TASK PROMPT: Restate the whole of the material. Keep every word, and drop the pictures.

MATERIAL SHOWN:
---*---
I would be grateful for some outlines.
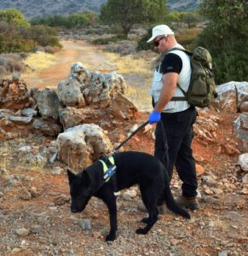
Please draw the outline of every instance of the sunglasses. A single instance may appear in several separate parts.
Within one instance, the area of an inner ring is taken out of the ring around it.
[[[159,40],[157,40],[157,41],[154,41],[154,42],[153,42],[154,46],[158,47],[158,46],[159,45],[159,42],[160,42],[162,39],[164,39],[164,38],[165,38],[165,37],[163,37],[163,38],[161,38],[160,39],[159,39]]]

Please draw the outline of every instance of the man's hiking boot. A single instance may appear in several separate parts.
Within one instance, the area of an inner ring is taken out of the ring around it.
[[[141,201],[138,204],[137,209],[141,212],[147,212],[147,209],[145,207],[145,205],[143,204],[142,201]],[[168,212],[169,210],[167,209],[165,205],[162,205],[162,206],[157,206],[157,209],[159,211],[159,214],[164,214],[164,212]]]
[[[191,210],[199,209],[199,201],[196,196],[194,197],[185,197],[183,195],[179,195],[176,201],[177,204],[182,207],[188,208]]]

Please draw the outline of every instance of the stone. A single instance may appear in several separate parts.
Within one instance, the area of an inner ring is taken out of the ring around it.
[[[240,142],[242,149],[248,150],[248,113],[240,113],[234,122],[234,131]]]
[[[202,166],[196,164],[195,168],[197,176],[201,176],[205,173],[205,169]]]
[[[62,195],[55,197],[55,206],[63,206],[66,203],[67,203],[68,201],[70,201],[69,196]]]
[[[66,130],[57,137],[58,157],[75,172],[91,165],[101,154],[112,150],[104,130],[94,124],[84,124]]]
[[[91,230],[90,220],[87,218],[83,218],[81,220],[81,227],[83,230]]]
[[[20,237],[26,237],[30,234],[30,230],[21,228],[15,230],[15,233]]]
[[[32,123],[32,128],[44,135],[57,136],[61,133],[62,127],[52,121],[43,119],[35,119]]]
[[[244,187],[241,191],[240,191],[241,195],[248,195],[248,188],[247,187]]]
[[[25,188],[22,188],[18,192],[19,198],[25,200],[25,201],[30,201],[32,199],[31,193]]]
[[[239,156],[238,164],[242,171],[248,172],[248,153],[242,154]]]
[[[33,108],[28,108],[21,110],[21,114],[27,117],[37,116],[37,111]]]
[[[224,213],[224,216],[226,218],[230,219],[234,222],[243,222],[244,219],[242,218],[242,216],[238,213],[237,212],[227,212]]]
[[[246,174],[242,177],[242,183],[243,183],[243,184],[248,184],[248,173],[246,173]]]
[[[62,107],[54,90],[42,90],[36,94],[38,111],[43,119],[59,119],[59,108]]]

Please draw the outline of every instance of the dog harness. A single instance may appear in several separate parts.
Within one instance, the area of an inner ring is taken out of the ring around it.
[[[105,182],[108,182],[109,179],[115,174],[116,172],[116,166],[114,164],[113,157],[111,156],[109,158],[104,157],[104,160],[102,159],[99,160],[103,166],[103,178]]]

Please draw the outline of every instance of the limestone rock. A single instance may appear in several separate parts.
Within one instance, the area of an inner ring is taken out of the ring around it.
[[[242,154],[239,156],[238,164],[242,171],[248,172],[248,153]]]
[[[94,124],[67,129],[58,136],[57,143],[60,159],[74,171],[84,169],[112,149],[104,131]]]
[[[36,96],[37,104],[43,119],[58,120],[59,108],[61,107],[57,94],[54,90],[42,90]]]
[[[49,136],[57,136],[62,130],[60,125],[43,119],[35,119],[32,123],[32,128]]]
[[[237,101],[241,101],[248,96],[248,82],[229,82],[216,86],[216,92],[218,97],[215,99],[213,105],[219,109],[225,109],[228,111],[237,111]],[[239,104],[238,102],[238,104]],[[244,105],[241,104],[241,108]]]
[[[248,113],[240,113],[234,121],[234,131],[244,150],[248,149]]]

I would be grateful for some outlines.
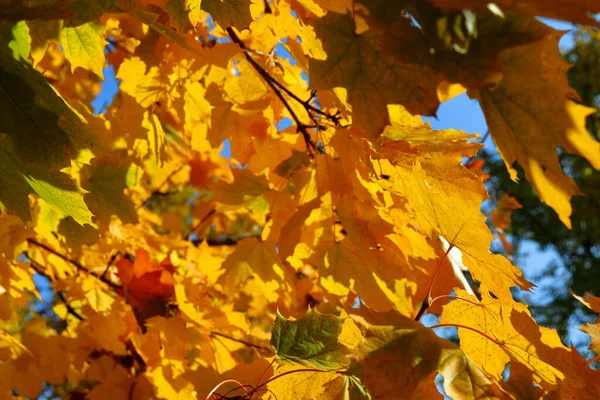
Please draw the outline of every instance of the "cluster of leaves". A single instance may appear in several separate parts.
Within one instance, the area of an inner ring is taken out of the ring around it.
[[[597,28],[580,27],[573,35],[573,44],[564,53],[573,63],[568,71],[571,86],[577,89],[584,104],[600,105],[600,32]],[[587,127],[596,138],[600,135],[600,112],[587,118]],[[581,325],[589,311],[576,301],[570,291],[590,292],[600,295],[600,274],[594,268],[600,262],[600,171],[590,167],[581,157],[562,153],[561,165],[569,171],[577,186],[586,196],[573,198],[571,215],[572,230],[567,229],[556,214],[540,202],[531,186],[522,179],[514,182],[506,173],[502,160],[488,152],[480,152],[485,159],[484,170],[490,175],[488,188],[492,197],[507,193],[514,196],[522,209],[512,215],[512,224],[507,231],[512,237],[515,260],[518,263],[520,248],[526,241],[533,241],[544,249],[551,250],[554,257],[548,266],[540,266],[539,281],[545,284],[538,288],[538,298],[543,304],[532,308],[536,319],[555,326],[565,334],[570,324]],[[523,178],[522,171],[519,176]],[[550,279],[546,279],[549,277]],[[541,293],[540,293],[541,291]],[[587,310],[587,312],[586,312]]]
[[[490,252],[484,176],[462,164],[475,136],[419,116],[478,99],[511,176],[518,162],[570,226],[579,191],[555,148],[597,168],[600,144],[561,33],[535,16],[594,24],[597,4],[8,3],[3,393],[441,398],[438,375],[460,399],[600,389],[513,299],[531,284]],[[107,63],[119,93],[95,115]],[[34,273],[62,324],[24,317]]]

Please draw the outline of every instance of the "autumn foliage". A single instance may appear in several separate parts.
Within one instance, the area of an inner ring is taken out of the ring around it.
[[[477,135],[421,116],[479,100],[513,179],[570,226],[557,147],[599,168],[600,144],[536,16],[598,12],[0,0],[1,397],[597,398],[600,372],[490,251],[510,254],[521,206],[480,211]]]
---*---
FULL OUTPUT:
I would be grateful for some outlines.
Please draw the outline of every instance of the sunglasses. A single instance may appear in several separate parts.
Within one instance, the area of an inner ring is taken out of the ring around it.
[[[159,40],[157,40],[157,41],[154,41],[154,42],[153,42],[154,46],[158,47],[158,46],[159,45],[159,42],[160,42],[162,39],[164,39],[164,38],[165,38],[165,37],[163,37],[163,38],[161,38],[160,39],[159,39]]]

Please draw the outline of every instance of the man's hiking boot. A single instance may appear in several separate parts.
Within one instance, the area of an inner ring is taken out of the ring around it.
[[[141,201],[138,204],[137,209],[141,212],[147,212],[147,209],[145,207],[145,205],[143,204],[142,201]],[[168,212],[169,210],[167,209],[165,205],[162,205],[162,206],[157,206],[157,209],[159,211],[159,214],[164,214],[164,212]]]
[[[191,210],[199,209],[199,201],[196,196],[194,197],[185,197],[183,195],[179,195],[176,201],[177,204],[182,207],[188,208]]]

Please draw the outline of every instance of the stone. A single instance may appear in several separate parts.
Within one instance, the area of an inner ring is taken out of the ring around it.
[[[240,142],[242,149],[248,150],[248,113],[240,113],[234,122],[234,131]]]
[[[202,166],[196,164],[195,168],[197,176],[201,176],[205,173],[205,169]]]
[[[62,195],[55,197],[55,206],[63,206],[66,203],[67,203],[68,201],[70,201],[69,196]]]
[[[66,130],[57,137],[58,157],[75,172],[91,165],[101,154],[112,150],[104,130],[94,124],[84,124]]]
[[[91,230],[90,220],[87,218],[83,218],[81,220],[81,227],[83,230]]]
[[[20,237],[26,237],[30,234],[30,230],[21,228],[15,230],[15,233]]]
[[[32,123],[32,128],[44,135],[57,136],[61,133],[62,127],[52,121],[43,119],[35,119]]]
[[[244,187],[241,191],[240,191],[241,195],[248,195],[248,188],[247,187]]]
[[[25,188],[22,188],[18,192],[19,198],[25,200],[25,201],[30,201],[32,199],[31,193]]]
[[[239,156],[238,164],[242,171],[248,172],[248,153],[242,154]]]
[[[33,108],[28,108],[21,110],[21,114],[27,117],[37,116],[37,111]]]
[[[224,213],[224,216],[226,218],[230,219],[234,222],[243,222],[244,219],[242,218],[242,216],[238,213],[237,212],[227,212]]]
[[[246,174],[242,177],[242,183],[243,183],[243,184],[248,184],[248,173],[246,173]]]
[[[62,107],[54,90],[42,90],[36,94],[38,111],[43,119],[59,119],[59,108]]]

Please draw the outline of every instance of the dog harness. A single instance may appear in several separate parts.
Within one instance, the area of an inner ring is taken out of the ring around it.
[[[105,182],[108,182],[109,179],[115,174],[116,172],[116,166],[114,164],[113,157],[111,156],[109,158],[104,157],[104,160],[102,159],[99,160],[103,166],[103,178]]]

Please draw the outline of every instance of the limestone rock. A single instance may appear in several separate parts.
Within one instance, the area of an inner ring is taken out of the ring around it.
[[[242,154],[239,156],[238,164],[242,171],[248,172],[248,153]]]
[[[94,124],[67,129],[58,136],[57,143],[60,159],[74,171],[84,169],[112,149],[104,131]]]
[[[36,96],[37,104],[43,119],[58,120],[59,108],[61,107],[57,94],[54,90],[42,90]]]
[[[49,136],[57,136],[62,130],[60,125],[43,119],[35,119],[32,123],[32,128]]]
[[[237,101],[241,101],[248,96],[248,82],[229,82],[216,86],[216,92],[218,97],[215,99],[213,105],[219,109],[225,109],[228,111],[237,111]],[[239,104],[238,102],[238,104]],[[244,105],[241,104],[241,108]]]
[[[248,113],[240,113],[234,121],[234,131],[244,150],[248,149]]]

I would be grateful for some outlines.
Please draw the outline of every instance of the "cluster of leaves". A single instance may appear in several separate parts.
Within one instance, the area of an inner ring is taken out of the ring around it.
[[[597,28],[580,27],[573,35],[573,44],[564,53],[573,63],[568,71],[571,86],[577,89],[584,104],[600,105],[600,32]],[[587,127],[596,138],[600,135],[600,112],[587,118]],[[581,325],[589,311],[576,301],[570,291],[590,292],[600,295],[600,274],[594,268],[600,262],[600,171],[590,167],[581,157],[562,153],[561,165],[569,171],[577,186],[586,196],[573,198],[571,215],[572,230],[567,229],[556,214],[540,202],[531,186],[522,179],[514,182],[506,173],[502,160],[488,152],[480,152],[485,159],[484,170],[490,175],[488,188],[492,197],[507,193],[514,196],[522,209],[512,215],[512,224],[507,231],[512,237],[515,260],[518,263],[520,248],[526,241],[533,241],[544,249],[551,250],[554,257],[548,266],[540,266],[539,281],[545,284],[538,288],[538,298],[543,304],[532,308],[536,319],[555,326],[565,334],[570,324]],[[523,178],[522,171],[519,176]],[[550,279],[546,279],[549,277]],[[541,293],[540,293],[541,291]],[[587,310],[587,312],[586,312]]]
[[[490,252],[484,176],[462,164],[475,136],[419,116],[478,99],[511,176],[518,162],[570,226],[579,191],[555,148],[597,168],[600,144],[561,33],[535,16],[594,24],[597,4],[8,3],[3,393],[441,398],[438,375],[460,399],[600,389],[513,299],[531,284]],[[107,63],[119,93],[95,115]],[[34,273],[62,324],[24,317]]]

Please draw the outline of every instance of the "autumn foliage". A single instance may appear in several separate parts.
Within one instance, the area of an inner ring is taken out of the ring around it.
[[[477,135],[421,116],[479,100],[513,179],[570,226],[557,147],[599,168],[600,144],[536,16],[598,12],[0,0],[1,397],[597,398],[600,372],[490,251],[510,254],[521,206],[480,211]]]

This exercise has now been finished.